## WHAT THE EXERCISE ASKS
Please write out, word for word, the stretch of the flounder thread below from "Dude...stuff that monster" through "really good guide...".

Start of SOURCE EXTRACT

# Nice flounder



## Chris9681 (Jul 1, 2007)

Had an evening fish tonight caught 2 nice flounder the one on the left went 14 inches the one on the right went over 22 inches and hit right at 5 lbs decent 2 hour fishing trip!


----------



## ChickFilet (May 20, 2004)

No doubt they are nice. How about a bay system, water conditions, bait color, anything?


Chris9681 said:


> Had an evening fish tonight caught 2 nice flounder the one on the left went 14 inches the one on the right went over 22 inches and hit right at 5 lbs decent 2 hour fishing trip!


----------



## Slip (Jul 25, 2006)

Wow!!!


----------



## fishinfool3846 (Apr 24, 2005)

congrats on the saddle blanket


----------



## GHSmacker (Feb 27, 2006)

That flounder is a hoss. Congrats


----------



## yellowvette (Feb 27, 2008)

nice haul. where did you pull those from?


----------



## monkeyman1 (Dec 30, 2007)

good flounder in the left hand!

like the guy said, bay system? bait?


----------



## tejastroutkilla (Jun 5, 2007)

nice hog you got there.....


----------



## JustAddWater2 (Oct 10, 2005)

Save it for STAR Chris, don't eat it.


----------



## Sweet Action (Mar 27, 2008)

Dude...stuff that monster with some crab, broil it, and call me when its ready! I got the cold beer.lol j/k
Thats a nice fluke man!! Congrats


----------



## captgrif (May 29, 2007)

you must have had a really good guide...


----------



## Captain Dave (Jul 19, 2006)

Excellent Catch and report .. Umm Umm Good din din


----------



## Poon Chaser (Aug 22, 2006)

I see stuffed fllounder in your future


----------



## RenFish (Sep 17, 2007)

Wow! That's a nice flounder! Didn't say where, on what, etc.


----------



## Electric Mullet (Mar 18, 2008)

Really nice fish man, good on ya, however don't act like some sort of 10yr-old and not tell us the generals about how you got it. Give us the bay system, color of bait, time of day....etc... This forum is called "Fishing Reports" not "I caught a nice fish and you didn't"

End of SOURCE EXTRACT
Start of RECORDS SHOWN

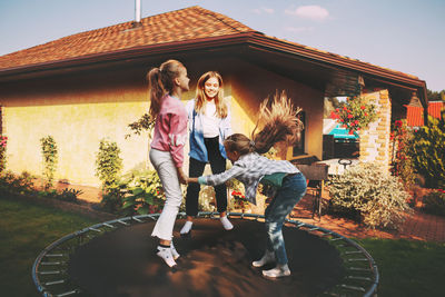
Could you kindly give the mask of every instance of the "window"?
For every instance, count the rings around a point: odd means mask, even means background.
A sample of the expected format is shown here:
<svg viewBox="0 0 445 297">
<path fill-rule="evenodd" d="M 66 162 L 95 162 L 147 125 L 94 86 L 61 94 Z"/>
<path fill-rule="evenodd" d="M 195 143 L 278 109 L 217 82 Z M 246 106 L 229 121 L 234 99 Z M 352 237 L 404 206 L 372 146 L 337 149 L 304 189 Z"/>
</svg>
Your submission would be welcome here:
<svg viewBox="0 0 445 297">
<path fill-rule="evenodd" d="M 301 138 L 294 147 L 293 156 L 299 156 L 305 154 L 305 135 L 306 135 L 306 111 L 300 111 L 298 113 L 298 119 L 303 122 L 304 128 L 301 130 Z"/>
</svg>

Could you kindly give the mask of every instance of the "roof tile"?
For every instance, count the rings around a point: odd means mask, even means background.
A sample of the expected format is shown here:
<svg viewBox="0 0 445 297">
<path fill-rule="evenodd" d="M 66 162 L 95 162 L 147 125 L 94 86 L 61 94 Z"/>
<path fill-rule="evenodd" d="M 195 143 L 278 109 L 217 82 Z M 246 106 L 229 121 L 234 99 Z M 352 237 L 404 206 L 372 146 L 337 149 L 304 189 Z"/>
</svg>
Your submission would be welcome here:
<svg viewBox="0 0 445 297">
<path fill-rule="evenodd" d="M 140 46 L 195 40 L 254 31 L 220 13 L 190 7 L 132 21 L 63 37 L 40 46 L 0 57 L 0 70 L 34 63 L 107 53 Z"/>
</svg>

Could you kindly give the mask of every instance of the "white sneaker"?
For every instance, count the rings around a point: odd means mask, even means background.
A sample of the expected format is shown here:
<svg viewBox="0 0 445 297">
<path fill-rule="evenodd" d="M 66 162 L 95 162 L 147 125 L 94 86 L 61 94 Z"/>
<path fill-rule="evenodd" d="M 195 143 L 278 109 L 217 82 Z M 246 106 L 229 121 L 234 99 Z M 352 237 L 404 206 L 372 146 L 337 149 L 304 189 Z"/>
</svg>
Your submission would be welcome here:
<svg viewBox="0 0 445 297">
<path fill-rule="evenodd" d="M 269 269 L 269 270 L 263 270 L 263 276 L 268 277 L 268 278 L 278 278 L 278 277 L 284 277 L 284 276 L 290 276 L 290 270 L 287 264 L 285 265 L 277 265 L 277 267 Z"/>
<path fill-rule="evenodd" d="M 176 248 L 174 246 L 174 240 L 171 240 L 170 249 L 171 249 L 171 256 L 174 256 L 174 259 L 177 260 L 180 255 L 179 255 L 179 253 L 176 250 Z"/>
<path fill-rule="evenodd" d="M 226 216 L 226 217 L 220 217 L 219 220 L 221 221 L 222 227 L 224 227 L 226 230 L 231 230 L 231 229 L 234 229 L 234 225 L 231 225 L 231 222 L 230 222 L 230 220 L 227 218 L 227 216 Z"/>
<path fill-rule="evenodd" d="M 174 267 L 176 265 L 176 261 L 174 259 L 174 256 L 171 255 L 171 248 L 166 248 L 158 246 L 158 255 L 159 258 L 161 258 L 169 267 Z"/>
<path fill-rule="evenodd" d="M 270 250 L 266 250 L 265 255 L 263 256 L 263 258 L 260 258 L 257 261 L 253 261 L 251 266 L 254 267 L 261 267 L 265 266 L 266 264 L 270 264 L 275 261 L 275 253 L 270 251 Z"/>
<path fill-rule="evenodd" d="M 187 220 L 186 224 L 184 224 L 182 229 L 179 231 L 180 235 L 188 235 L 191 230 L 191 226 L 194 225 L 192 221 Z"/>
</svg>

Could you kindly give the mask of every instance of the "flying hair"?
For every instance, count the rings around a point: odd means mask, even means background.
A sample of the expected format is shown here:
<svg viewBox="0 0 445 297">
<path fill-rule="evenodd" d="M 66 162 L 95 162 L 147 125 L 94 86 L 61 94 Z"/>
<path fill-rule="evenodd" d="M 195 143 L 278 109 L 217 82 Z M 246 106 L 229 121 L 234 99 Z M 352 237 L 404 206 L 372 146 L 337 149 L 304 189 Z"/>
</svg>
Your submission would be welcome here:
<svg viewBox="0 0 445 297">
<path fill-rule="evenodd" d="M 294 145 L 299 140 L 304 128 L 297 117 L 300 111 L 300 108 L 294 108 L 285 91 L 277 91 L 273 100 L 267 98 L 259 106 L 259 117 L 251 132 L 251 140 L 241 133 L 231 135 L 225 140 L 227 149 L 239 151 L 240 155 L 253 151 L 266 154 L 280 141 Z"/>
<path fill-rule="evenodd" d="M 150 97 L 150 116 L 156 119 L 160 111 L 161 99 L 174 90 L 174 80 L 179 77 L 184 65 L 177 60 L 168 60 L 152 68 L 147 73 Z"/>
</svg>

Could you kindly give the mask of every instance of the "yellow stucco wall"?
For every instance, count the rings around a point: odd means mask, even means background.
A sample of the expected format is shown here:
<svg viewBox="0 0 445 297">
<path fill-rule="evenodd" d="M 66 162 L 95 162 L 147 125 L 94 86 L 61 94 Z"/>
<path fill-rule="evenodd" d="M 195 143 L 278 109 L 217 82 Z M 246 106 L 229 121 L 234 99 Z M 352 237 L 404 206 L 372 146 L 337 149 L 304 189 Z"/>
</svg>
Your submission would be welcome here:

End of RECORDS SHOWN

## CORRECT RESPONSE
Dude...stuff that monster with some crab, broil it, and call me when its ready! I got the cold beer.lol j/k
Thats a nice fluke man!! Congrats


----------



## captgrif (May 29, 2007)

you must have had a really good guide...